A Claude skill that explains or summarizes any topic in the voice of The Dude from The Big Lebowski — ELI5, but mellow.
The explanation always stays correct and clear; the Dude persona is the wrapper, not an excuse. Reference-heavy, prose-only, length scales with the topic.
/dude explain how DNS works
/dude what's the deal with the electoral college
summarize what blockchain is, but take it easy with it
It triggers on casual explain/summarize requests even when "The Dude" isn't said out loud.
What is a recession?
Okay, so, a recession, man — it's like the economy decides it's just gonna stay in bed for a while. Normally the whole thing's rolling along, people buying stuff, people making stuff, everybody more or less abiding. Then it sorta slumps. Folks get nervous, they stop spending, so businesses make less, so they bring on fewer people, so those people spend even less — it kinda feeds itself, y'know? The official deal is two quarters in a row of the economy shrinking instead of growing. But really it's just the economy taking a long, bummer of a nap. It comes out of it eventually. They always do.
How does a vaccine work?

◆ Supplied records
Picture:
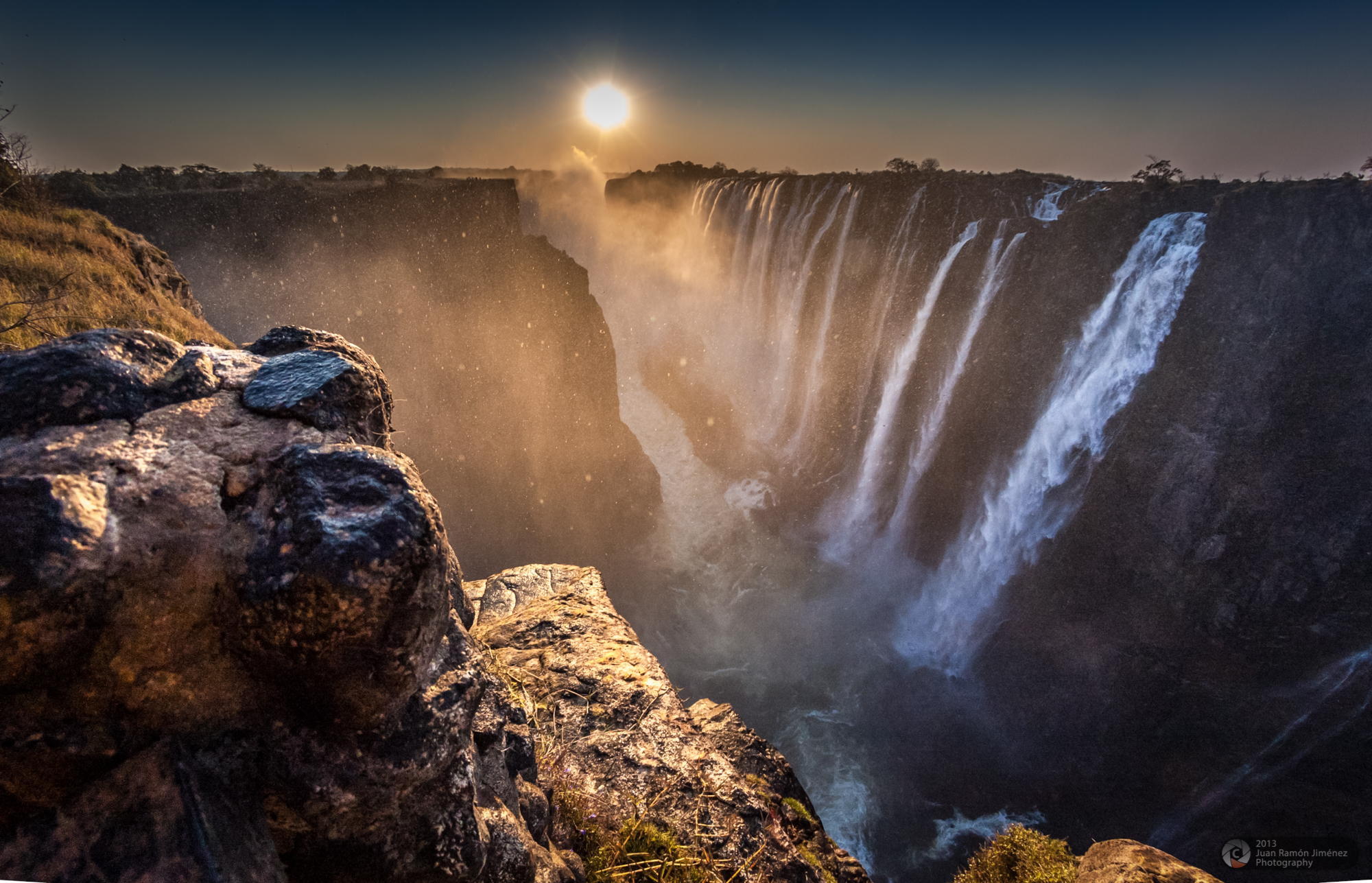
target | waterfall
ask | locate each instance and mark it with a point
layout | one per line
(854, 526)
(812, 381)
(1097, 377)
(1048, 206)
(931, 429)
(773, 251)
(1338, 697)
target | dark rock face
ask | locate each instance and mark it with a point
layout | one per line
(1130, 862)
(98, 375)
(163, 815)
(233, 641)
(503, 364)
(622, 752)
(234, 649)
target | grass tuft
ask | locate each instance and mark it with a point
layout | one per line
(65, 270)
(1021, 855)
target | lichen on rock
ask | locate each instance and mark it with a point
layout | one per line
(644, 788)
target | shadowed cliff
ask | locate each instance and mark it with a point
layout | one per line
(500, 355)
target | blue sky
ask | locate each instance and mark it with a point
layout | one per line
(1080, 88)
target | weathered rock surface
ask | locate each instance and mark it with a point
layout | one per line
(234, 649)
(500, 355)
(1131, 862)
(626, 760)
(231, 630)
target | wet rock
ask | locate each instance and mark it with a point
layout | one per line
(622, 753)
(98, 375)
(346, 593)
(261, 586)
(164, 815)
(324, 390)
(1131, 862)
(51, 523)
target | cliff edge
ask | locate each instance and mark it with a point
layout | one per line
(235, 646)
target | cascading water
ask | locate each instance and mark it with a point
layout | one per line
(931, 428)
(1098, 375)
(1046, 207)
(857, 523)
(783, 268)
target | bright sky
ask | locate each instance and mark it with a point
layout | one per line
(1086, 89)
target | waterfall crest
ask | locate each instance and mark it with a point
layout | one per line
(945, 626)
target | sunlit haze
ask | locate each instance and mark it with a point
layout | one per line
(606, 106)
(1074, 88)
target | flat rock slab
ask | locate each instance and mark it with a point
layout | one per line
(1131, 862)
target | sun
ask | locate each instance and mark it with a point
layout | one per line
(606, 106)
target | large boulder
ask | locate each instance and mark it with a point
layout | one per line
(1131, 862)
(637, 779)
(233, 635)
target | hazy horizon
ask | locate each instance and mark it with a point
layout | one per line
(1071, 89)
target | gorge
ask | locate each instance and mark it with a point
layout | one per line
(986, 498)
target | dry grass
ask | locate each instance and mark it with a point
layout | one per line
(618, 847)
(1021, 855)
(65, 270)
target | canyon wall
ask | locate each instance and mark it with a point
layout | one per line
(1080, 468)
(500, 355)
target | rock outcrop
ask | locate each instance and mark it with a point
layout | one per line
(1131, 862)
(65, 270)
(501, 360)
(233, 631)
(234, 646)
(639, 778)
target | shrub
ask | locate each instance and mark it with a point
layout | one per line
(1159, 173)
(1021, 855)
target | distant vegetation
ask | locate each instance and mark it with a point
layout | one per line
(75, 184)
(1021, 856)
(65, 270)
(1160, 173)
(906, 166)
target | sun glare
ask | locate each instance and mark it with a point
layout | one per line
(606, 106)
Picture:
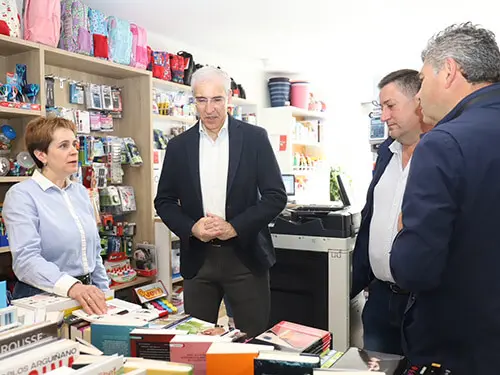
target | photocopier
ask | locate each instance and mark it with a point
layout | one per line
(310, 282)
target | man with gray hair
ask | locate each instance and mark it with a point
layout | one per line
(220, 187)
(383, 312)
(448, 250)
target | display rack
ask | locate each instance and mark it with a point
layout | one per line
(312, 175)
(136, 122)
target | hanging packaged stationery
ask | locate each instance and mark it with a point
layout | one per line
(120, 40)
(127, 198)
(134, 158)
(42, 21)
(188, 66)
(82, 122)
(107, 103)
(99, 174)
(76, 93)
(160, 65)
(99, 32)
(75, 30)
(139, 56)
(106, 122)
(116, 98)
(177, 67)
(10, 20)
(93, 96)
(116, 171)
(49, 92)
(95, 121)
(109, 199)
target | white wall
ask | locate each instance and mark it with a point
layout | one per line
(386, 35)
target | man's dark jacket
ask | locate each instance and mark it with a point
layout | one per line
(362, 274)
(255, 195)
(448, 253)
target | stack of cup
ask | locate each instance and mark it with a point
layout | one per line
(279, 91)
(299, 95)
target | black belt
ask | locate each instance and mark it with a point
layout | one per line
(395, 289)
(219, 243)
(85, 279)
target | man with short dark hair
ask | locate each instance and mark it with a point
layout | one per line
(219, 189)
(448, 251)
(383, 312)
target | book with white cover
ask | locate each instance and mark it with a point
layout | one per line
(117, 307)
(40, 361)
(63, 371)
(103, 366)
(52, 302)
(170, 368)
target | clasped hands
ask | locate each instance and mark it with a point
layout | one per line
(211, 227)
(91, 298)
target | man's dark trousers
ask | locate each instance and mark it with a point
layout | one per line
(247, 292)
(383, 316)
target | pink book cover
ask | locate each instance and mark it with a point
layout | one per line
(192, 350)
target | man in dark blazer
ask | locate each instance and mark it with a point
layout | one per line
(219, 189)
(448, 251)
(383, 312)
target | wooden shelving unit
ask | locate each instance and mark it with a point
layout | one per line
(12, 113)
(136, 85)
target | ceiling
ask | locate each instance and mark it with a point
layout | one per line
(261, 29)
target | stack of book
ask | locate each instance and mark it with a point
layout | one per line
(295, 338)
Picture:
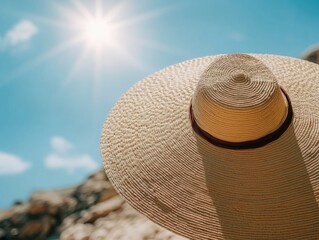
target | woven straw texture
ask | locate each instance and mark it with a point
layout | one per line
(199, 190)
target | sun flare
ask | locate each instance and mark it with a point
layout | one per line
(98, 32)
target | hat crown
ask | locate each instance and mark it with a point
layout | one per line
(238, 99)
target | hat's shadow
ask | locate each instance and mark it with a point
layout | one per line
(265, 197)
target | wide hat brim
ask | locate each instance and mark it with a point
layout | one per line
(198, 190)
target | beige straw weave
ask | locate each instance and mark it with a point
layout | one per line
(199, 190)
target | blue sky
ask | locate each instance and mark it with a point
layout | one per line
(56, 90)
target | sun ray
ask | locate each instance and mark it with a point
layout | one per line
(102, 32)
(76, 67)
(18, 72)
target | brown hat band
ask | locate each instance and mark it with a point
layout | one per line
(247, 144)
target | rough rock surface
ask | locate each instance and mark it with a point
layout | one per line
(91, 211)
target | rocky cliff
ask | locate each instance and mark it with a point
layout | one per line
(90, 211)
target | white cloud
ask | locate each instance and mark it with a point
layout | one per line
(11, 164)
(72, 163)
(237, 36)
(22, 32)
(60, 144)
(61, 158)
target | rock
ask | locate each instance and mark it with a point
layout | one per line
(102, 209)
(38, 228)
(78, 231)
(90, 211)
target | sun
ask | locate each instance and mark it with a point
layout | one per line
(102, 33)
(98, 32)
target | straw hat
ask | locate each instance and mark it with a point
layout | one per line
(221, 147)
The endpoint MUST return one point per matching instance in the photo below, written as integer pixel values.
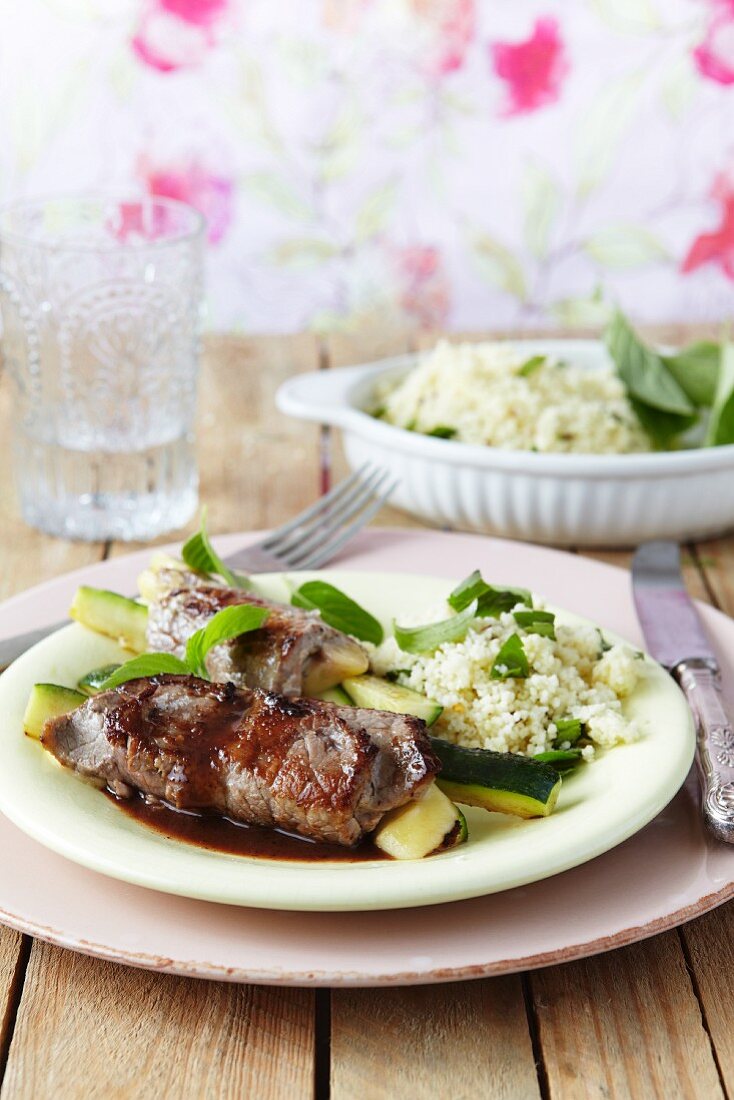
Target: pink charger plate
(664, 876)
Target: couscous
(572, 675)
(492, 394)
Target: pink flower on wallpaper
(714, 57)
(174, 34)
(453, 26)
(534, 69)
(209, 193)
(425, 290)
(718, 246)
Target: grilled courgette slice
(505, 782)
(94, 680)
(48, 701)
(111, 614)
(422, 827)
(382, 695)
(336, 695)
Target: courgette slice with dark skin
(504, 782)
(111, 614)
(48, 701)
(94, 680)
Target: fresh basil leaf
(568, 729)
(338, 609)
(470, 589)
(643, 371)
(511, 661)
(661, 405)
(560, 759)
(425, 639)
(530, 365)
(200, 556)
(491, 601)
(146, 664)
(663, 428)
(721, 425)
(227, 624)
(496, 601)
(696, 370)
(536, 622)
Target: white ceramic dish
(600, 806)
(591, 499)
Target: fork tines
(319, 532)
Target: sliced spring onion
(511, 661)
(560, 759)
(537, 622)
(229, 623)
(200, 556)
(425, 639)
(530, 365)
(568, 729)
(338, 609)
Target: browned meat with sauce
(294, 652)
(327, 772)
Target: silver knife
(675, 636)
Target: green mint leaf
(227, 624)
(536, 622)
(425, 639)
(491, 601)
(643, 371)
(511, 661)
(530, 365)
(146, 664)
(663, 406)
(338, 609)
(696, 370)
(496, 601)
(721, 425)
(200, 556)
(568, 729)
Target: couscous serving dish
(549, 496)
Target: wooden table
(652, 1020)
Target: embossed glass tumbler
(100, 308)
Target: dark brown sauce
(220, 834)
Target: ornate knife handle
(714, 757)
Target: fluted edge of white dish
(595, 499)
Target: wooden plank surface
(201, 1038)
(26, 558)
(461, 1041)
(625, 1024)
(89, 1030)
(654, 1020)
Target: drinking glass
(100, 311)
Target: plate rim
(96, 862)
(320, 978)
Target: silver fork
(313, 538)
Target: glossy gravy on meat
(219, 834)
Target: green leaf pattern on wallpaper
(420, 163)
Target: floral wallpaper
(424, 163)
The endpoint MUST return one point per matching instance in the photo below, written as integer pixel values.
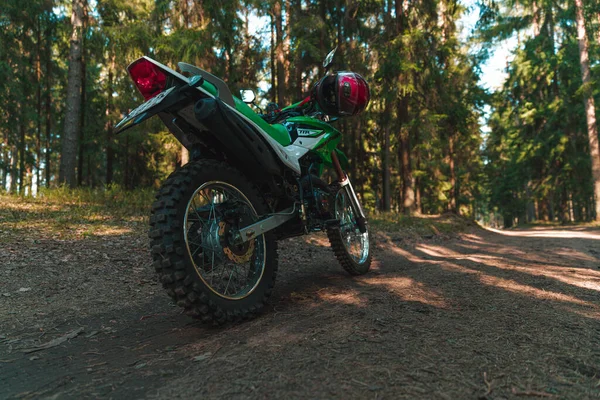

◆ Assigned task
Answer these questions about the Dude skill description:
1. What does the description call the Dude persona, in contrast to "an excuse"?
2. On what kind of requests does the skill trigger, even without "The Dude" being said?
3. In the sample recession explanation, what is "the official deal" for a recession?

◆ Final answer
1. The wrapper.
2. Casual explain/summarize requests.
3. Two quarters in a row of the economy shrinking instead of growing.